## Short problem 1
According to the reflection on childhood and racial arrogance, what three things about people from all over the world did the writer learn?

## Source extract
[BEGIN]
I laid sleepless in my bed many times throughout my childhood and adult life, thinking of all the things I should have said out loud and done in moments of crisis the previous day. I’m often frozen when I need my words the most. Words have never come fast or easy for me, but mostly, they have rarely come on time.
Those sleepless nights were the result of abuse and trauma. However, I allowed the Lord to use those things to help me grow in understanding of the deeper, harder things in life. Although I am of European American descent, one of those most important things God has caused me to be involved in speaking to racial arrogance, especially in the Church.
What my European American family or ethnic culture didn’t teach me, my lived experiences as a military kid living abroad began to teach me at an early age. I experienced the goodness of people from all over the world. I learned their stories, their lives, their cultural ways . . . and because they were good, and kind, and loved Jesus too, I believed and loved them. This was a very fundamental foundation, a divine intervention that began equipping me for the Godly direction of the rest of my life.
[END]
Source records
[BEGIN]
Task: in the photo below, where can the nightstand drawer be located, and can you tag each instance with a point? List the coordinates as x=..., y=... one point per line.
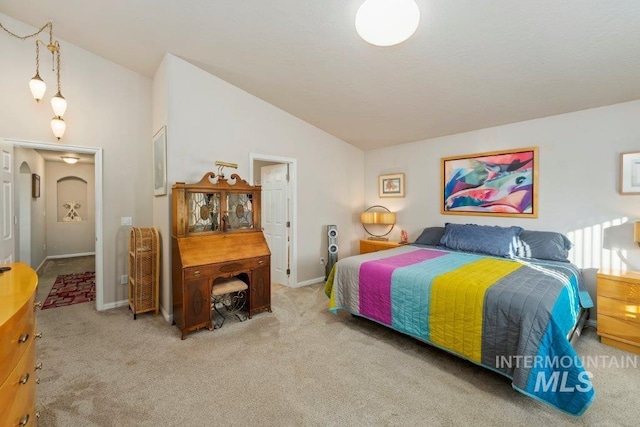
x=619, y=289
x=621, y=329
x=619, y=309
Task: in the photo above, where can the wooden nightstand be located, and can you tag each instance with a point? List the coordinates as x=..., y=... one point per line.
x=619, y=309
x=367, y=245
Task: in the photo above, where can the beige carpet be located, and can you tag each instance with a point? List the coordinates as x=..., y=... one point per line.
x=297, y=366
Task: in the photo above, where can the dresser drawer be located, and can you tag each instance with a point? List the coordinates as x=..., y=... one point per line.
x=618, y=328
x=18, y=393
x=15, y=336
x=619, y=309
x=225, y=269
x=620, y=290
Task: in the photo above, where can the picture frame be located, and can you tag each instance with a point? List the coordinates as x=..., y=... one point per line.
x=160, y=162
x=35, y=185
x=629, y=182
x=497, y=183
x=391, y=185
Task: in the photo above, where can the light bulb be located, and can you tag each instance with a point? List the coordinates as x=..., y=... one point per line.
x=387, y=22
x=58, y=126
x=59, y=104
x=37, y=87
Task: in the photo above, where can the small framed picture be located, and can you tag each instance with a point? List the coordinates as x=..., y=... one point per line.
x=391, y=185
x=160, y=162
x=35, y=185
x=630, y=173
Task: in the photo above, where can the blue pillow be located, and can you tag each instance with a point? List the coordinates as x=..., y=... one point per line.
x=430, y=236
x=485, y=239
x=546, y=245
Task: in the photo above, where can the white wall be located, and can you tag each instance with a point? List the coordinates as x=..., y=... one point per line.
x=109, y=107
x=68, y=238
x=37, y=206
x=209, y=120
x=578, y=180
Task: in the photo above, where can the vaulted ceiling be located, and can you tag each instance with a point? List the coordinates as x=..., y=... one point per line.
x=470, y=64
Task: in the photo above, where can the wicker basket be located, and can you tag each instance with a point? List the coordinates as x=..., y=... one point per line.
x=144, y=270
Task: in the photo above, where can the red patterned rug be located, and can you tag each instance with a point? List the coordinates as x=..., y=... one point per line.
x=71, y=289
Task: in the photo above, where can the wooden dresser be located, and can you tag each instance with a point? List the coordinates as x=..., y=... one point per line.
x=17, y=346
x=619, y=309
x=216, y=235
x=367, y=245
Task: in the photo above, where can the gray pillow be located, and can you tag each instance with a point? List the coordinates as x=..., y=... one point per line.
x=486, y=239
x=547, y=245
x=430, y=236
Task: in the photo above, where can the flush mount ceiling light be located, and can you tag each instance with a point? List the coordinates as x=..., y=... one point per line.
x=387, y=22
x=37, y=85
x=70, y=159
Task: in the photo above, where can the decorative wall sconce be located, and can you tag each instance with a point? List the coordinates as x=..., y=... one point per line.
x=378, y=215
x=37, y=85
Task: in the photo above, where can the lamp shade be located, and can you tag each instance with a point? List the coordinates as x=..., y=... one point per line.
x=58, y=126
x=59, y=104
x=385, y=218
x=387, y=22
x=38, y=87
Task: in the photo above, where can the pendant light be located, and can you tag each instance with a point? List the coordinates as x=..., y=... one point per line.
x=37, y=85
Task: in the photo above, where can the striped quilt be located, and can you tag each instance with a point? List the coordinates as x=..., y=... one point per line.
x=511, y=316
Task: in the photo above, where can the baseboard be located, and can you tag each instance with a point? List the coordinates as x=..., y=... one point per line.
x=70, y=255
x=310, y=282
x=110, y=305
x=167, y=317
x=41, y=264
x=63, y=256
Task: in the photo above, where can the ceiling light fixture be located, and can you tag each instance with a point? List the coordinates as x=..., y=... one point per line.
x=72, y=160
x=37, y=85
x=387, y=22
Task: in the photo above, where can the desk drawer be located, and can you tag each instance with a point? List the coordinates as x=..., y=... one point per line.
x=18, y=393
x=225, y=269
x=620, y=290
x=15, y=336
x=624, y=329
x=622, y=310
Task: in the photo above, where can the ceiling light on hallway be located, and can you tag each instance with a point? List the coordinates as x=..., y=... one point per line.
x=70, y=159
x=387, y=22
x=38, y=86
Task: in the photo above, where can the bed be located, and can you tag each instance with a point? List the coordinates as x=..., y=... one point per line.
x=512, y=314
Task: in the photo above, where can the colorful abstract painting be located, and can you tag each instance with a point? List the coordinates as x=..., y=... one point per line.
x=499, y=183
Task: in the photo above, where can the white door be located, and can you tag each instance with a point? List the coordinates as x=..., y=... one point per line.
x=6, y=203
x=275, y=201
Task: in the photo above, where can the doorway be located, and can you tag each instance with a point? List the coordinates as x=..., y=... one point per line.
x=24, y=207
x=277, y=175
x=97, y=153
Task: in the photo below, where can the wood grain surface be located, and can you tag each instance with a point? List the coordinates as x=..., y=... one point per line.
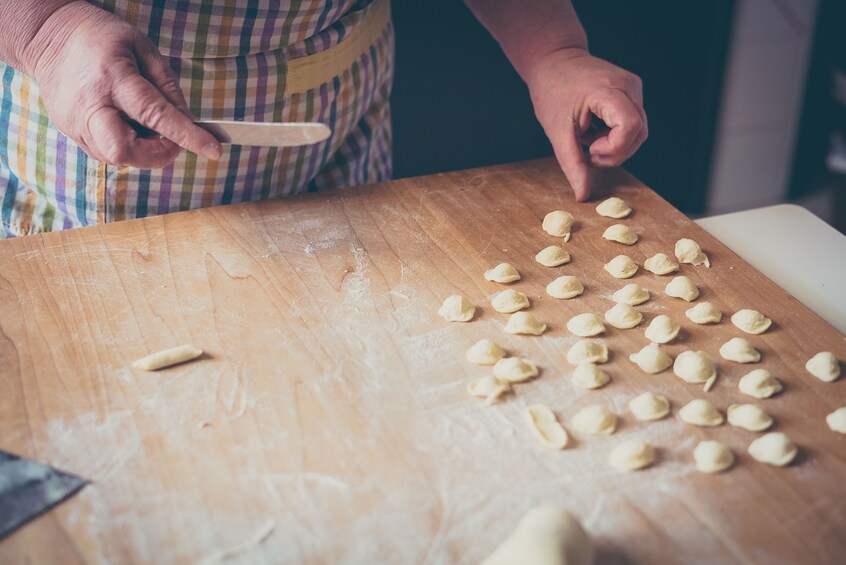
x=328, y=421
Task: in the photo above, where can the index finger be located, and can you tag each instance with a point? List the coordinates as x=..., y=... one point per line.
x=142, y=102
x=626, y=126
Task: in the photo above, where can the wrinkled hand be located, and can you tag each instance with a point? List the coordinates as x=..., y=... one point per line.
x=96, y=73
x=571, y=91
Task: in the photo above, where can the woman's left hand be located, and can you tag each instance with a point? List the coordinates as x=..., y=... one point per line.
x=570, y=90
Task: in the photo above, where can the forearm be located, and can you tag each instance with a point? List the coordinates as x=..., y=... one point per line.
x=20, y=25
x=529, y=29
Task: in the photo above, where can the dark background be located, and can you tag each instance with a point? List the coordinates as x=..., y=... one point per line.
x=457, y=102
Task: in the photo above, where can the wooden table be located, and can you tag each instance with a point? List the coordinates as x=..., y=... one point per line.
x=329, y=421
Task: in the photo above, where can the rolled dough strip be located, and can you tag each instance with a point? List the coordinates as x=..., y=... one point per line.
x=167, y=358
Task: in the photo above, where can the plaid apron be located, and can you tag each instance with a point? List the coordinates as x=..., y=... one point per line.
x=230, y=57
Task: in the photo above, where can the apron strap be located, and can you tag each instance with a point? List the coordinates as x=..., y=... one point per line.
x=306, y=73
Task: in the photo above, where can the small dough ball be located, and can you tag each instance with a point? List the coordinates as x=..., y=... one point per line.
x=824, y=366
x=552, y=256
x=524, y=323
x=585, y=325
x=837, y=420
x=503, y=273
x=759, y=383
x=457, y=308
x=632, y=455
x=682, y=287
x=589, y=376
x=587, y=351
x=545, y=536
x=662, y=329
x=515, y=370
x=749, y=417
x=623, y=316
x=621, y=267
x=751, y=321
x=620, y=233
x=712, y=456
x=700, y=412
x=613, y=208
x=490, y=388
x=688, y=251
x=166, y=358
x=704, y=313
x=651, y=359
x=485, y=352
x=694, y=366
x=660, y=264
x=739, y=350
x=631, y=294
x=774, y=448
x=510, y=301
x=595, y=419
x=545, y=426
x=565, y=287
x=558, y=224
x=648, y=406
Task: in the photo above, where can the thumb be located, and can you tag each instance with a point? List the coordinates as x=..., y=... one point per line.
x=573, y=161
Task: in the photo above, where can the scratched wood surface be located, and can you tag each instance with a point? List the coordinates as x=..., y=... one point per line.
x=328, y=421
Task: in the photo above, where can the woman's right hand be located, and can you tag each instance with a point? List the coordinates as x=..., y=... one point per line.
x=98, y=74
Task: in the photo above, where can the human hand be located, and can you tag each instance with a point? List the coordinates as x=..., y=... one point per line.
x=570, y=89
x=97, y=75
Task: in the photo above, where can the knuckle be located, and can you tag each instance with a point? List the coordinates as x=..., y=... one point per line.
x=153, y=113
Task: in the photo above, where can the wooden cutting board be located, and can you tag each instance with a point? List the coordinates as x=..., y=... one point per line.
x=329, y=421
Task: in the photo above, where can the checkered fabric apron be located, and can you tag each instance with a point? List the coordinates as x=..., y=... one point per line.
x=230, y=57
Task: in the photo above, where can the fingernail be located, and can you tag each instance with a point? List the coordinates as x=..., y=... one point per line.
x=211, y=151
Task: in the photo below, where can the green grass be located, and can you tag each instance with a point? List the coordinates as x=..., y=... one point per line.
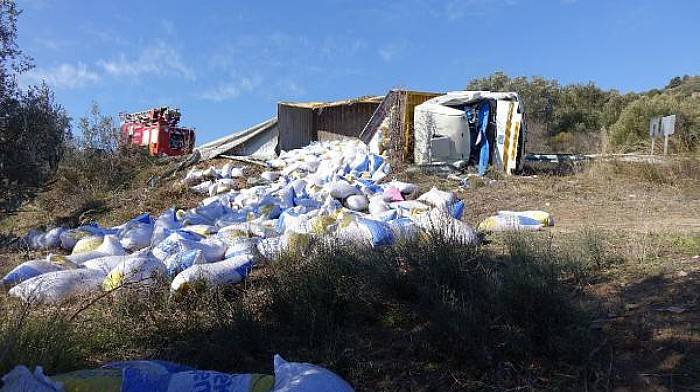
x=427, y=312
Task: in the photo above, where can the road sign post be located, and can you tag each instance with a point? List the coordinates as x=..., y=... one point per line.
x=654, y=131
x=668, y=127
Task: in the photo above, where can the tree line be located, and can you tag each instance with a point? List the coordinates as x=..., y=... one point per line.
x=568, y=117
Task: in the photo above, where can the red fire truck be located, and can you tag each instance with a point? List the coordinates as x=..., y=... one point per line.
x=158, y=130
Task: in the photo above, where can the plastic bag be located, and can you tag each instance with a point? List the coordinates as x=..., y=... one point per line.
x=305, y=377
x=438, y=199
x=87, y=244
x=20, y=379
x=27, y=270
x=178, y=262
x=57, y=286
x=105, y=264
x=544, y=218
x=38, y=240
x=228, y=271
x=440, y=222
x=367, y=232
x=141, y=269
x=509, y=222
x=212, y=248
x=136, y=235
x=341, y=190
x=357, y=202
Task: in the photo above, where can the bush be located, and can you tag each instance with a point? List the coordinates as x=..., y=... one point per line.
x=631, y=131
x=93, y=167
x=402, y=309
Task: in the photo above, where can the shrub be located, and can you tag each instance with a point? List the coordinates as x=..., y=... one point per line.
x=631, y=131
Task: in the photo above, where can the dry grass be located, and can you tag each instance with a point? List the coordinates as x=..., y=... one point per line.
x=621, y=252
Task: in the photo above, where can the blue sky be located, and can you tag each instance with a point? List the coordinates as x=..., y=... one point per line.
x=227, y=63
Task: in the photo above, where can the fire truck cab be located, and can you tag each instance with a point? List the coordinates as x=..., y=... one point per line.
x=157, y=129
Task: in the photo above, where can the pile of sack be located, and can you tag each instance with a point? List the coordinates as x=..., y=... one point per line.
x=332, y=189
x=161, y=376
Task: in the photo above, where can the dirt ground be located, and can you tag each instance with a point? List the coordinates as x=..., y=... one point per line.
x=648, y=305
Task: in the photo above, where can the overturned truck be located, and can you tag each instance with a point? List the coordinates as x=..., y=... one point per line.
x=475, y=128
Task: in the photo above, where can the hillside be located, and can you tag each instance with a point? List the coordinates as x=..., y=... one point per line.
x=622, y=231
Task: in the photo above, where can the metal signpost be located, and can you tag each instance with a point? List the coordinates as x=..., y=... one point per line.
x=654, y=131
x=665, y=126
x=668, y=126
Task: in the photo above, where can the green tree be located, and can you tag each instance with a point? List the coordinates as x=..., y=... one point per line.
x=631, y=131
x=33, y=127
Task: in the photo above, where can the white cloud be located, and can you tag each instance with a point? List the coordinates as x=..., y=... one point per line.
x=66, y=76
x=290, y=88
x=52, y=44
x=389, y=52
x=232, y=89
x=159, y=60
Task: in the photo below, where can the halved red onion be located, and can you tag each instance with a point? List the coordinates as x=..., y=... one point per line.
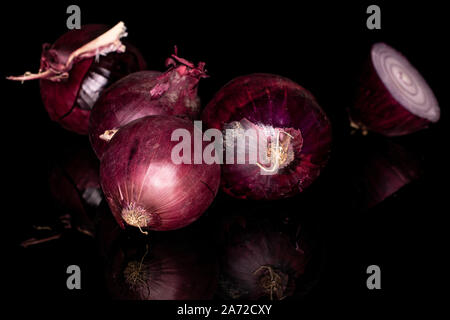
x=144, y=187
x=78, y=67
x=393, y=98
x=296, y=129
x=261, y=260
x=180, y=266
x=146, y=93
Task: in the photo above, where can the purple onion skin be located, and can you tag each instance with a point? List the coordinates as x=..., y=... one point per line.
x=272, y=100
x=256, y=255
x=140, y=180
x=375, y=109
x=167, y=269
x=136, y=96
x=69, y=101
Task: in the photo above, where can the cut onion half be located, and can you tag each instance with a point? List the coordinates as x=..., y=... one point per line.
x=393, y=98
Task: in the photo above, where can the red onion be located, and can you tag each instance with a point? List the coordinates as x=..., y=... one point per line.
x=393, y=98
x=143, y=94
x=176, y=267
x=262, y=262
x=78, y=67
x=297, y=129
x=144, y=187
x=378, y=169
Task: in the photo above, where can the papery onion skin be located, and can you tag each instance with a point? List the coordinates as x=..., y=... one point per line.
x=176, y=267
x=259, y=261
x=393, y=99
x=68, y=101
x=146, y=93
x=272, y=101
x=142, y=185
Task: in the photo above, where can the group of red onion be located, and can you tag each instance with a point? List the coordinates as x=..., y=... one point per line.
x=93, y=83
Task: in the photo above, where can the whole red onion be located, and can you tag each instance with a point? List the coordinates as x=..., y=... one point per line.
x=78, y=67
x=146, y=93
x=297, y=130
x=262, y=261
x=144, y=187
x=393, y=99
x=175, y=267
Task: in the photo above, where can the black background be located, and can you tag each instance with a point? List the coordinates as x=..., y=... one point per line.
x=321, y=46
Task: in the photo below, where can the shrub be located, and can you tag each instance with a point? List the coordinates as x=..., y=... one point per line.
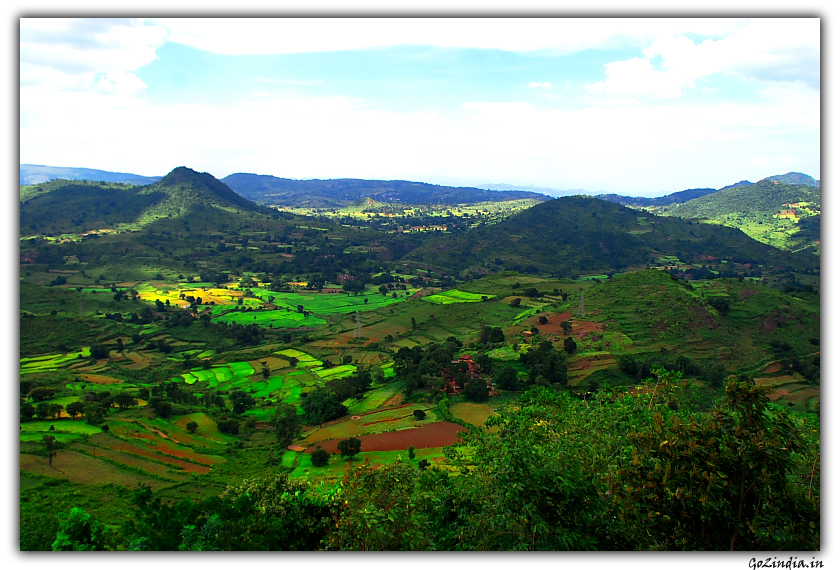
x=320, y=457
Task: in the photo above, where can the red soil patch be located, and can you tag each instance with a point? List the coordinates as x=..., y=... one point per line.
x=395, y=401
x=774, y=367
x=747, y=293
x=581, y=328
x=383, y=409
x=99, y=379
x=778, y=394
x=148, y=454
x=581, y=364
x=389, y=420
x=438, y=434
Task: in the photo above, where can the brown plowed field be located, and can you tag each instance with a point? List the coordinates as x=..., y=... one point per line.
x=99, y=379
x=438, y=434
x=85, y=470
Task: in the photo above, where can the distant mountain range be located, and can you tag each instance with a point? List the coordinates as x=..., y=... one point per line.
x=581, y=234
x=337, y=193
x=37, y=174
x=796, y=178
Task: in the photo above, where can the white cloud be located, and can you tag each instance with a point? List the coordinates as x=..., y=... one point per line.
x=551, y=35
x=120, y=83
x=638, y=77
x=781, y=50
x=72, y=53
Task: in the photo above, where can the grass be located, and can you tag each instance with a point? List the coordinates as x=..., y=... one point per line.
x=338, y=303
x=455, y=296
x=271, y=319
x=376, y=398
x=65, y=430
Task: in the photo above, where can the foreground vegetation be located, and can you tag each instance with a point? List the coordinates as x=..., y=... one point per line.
[END]
## Short problem 2
In the source records, could you substitute "shallot" for "onion" in everything from the line containing "Task: in the photo above, where can the red onion" down to the line containing "x=142, y=185", changing nothing else, and return only those lines?

## Exercise result 1
Their stories, their lives, and their cultural ways.

## Exercise result 2
Task: in the photo above, where can the red shallot be located, and can you tag each instance with a point? List the coordinates as x=..., y=... one point per line.
x=393, y=98
x=143, y=94
x=176, y=267
x=262, y=262
x=78, y=67
x=297, y=129
x=144, y=187
x=378, y=169
Task: in the photo above, where can the papery shallot skin be located, and can you tag each instance with a point? List the coordinates as x=..., y=... one point per line.
x=176, y=267
x=259, y=261
x=393, y=99
x=68, y=101
x=146, y=93
x=272, y=101
x=142, y=185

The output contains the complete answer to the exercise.